## [What is being asked]
When you retype the data, keep every word exactly and include none of the pictures.
++++++++++++++++++++
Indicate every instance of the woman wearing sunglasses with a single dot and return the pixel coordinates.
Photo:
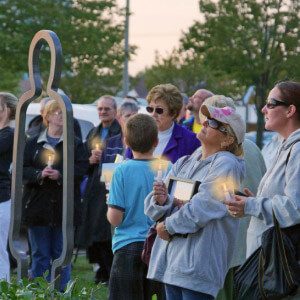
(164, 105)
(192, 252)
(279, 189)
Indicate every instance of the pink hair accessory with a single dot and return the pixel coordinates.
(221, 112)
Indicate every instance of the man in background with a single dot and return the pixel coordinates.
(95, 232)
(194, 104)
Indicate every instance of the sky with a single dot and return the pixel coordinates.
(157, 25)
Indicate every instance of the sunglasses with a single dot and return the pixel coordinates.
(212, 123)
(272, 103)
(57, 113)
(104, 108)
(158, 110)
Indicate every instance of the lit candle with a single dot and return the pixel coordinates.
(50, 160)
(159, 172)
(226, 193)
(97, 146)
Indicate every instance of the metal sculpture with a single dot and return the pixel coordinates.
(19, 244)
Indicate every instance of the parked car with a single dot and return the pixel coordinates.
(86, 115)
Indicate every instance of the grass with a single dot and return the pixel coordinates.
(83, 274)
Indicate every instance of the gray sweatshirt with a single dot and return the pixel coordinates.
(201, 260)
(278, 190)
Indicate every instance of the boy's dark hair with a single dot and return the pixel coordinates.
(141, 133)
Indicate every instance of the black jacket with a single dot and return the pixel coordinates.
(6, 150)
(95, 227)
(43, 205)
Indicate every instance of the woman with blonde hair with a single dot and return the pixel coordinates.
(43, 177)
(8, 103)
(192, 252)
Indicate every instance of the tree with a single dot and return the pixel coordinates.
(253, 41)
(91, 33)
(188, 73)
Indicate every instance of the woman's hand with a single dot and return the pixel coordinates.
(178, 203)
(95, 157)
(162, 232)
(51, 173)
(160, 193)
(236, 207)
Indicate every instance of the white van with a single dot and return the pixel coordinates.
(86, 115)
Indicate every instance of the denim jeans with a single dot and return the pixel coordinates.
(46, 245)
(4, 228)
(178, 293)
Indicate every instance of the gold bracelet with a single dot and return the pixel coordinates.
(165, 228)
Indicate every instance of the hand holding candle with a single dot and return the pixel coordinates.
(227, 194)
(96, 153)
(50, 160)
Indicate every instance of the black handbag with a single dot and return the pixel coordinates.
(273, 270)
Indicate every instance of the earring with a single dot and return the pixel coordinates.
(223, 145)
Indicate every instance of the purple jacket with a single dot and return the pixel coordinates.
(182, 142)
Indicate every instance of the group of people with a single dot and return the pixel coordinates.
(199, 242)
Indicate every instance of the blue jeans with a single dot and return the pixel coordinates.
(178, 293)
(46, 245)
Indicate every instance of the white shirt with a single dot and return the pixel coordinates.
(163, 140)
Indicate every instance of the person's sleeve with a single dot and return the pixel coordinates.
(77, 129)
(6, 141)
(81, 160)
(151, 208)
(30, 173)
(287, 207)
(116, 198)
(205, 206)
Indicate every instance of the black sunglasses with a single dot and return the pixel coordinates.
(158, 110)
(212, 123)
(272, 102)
++++++++++++++++++++
## [Output for this task]
Indicate every instance of the woman wearing sunglasses with a single dot and return the pixel coordinates.
Photo:
(164, 105)
(192, 252)
(279, 189)
Indicate every instance of the pink hair accessory with a single dot and return the pixel coordinates.
(221, 112)
Indicate every instance of the man in background with a single dot and return the pixel coordinates.
(95, 232)
(194, 104)
Indicate every instance of the sky with a single dot and return the pixel coordinates.
(157, 25)
Indicate every instance of the sunglasses with a single dot and return the pixel coordinates.
(212, 123)
(272, 103)
(57, 113)
(104, 108)
(158, 110)
Indicate every instance of the lit candle with a single dot and return the pixel coordinates.
(50, 160)
(159, 172)
(226, 193)
(97, 146)
Indicate every instance of the metal sculpture with a single dot and return the pixel coordinates.
(19, 244)
Indicate every instance of the parked car with a single dot and return the pixel coordinates.
(86, 115)
Indicate every instance of the grass with a single dot and return the pixel coordinates.
(83, 274)
Indicate every instance of the gray sweatshirt with a single dot and return the pixel coordinates.
(201, 260)
(278, 190)
Indicate every instance of the boy's dark hair with a single dot and return the pixel coordinates.
(141, 133)
Indicate every instance of the black jacket with a single dot and return the pixel coordinates.
(6, 150)
(95, 227)
(43, 205)
Indicate every instance of the woman with blonde hair with a single dot and return the pixel coordinates.
(43, 177)
(8, 103)
(192, 252)
Indicate every instance of the tree with a single dot and return the pixel coordinates.
(253, 41)
(91, 33)
(188, 73)
Indicate every instance of the woman's hand with a single dot and return the pixel coordinates.
(178, 203)
(95, 157)
(162, 232)
(51, 173)
(160, 193)
(236, 207)
Indicate every instance of the white van with a single dot and return the pixel coordinates.
(86, 115)
Indicate every instance of the denim jeans with a single dot and return the pixel coordinates.
(46, 245)
(4, 228)
(178, 293)
Indicate every instance of the gold bracelet with a single dot and return the pixel coordinates.
(165, 228)
Indicate every instance of the hand holding candle with a single dot and return the pixel coordinates.
(227, 194)
(96, 153)
(50, 160)
Indicate every instance of the black handbag with a single dot and return the pixel coordinates.
(273, 270)
Indicate every instance of the earring with a single dot and return the pixel coordinates.
(223, 145)
Indicate every instance of the purple jacket with a single dot and return the pixel coordinates.
(182, 142)
Indicate every instance of the group of people with a single dot and return the pixel coordinates.
(199, 242)
Indicate every instance of the blue jeans with a single dot and return the pixel coordinates.
(178, 293)
(46, 245)
Indicate every instance of the white shirt with a single dot and return the pixel coordinates.
(163, 140)
Indicate every instance of the person's sleeve with a single dot and return the pixel coordinates.
(77, 129)
(6, 141)
(81, 160)
(151, 208)
(30, 173)
(287, 207)
(116, 198)
(205, 206)
Indicate every instance of the black sunglasses with a single dot and return the pixel coordinates.
(158, 110)
(212, 123)
(272, 102)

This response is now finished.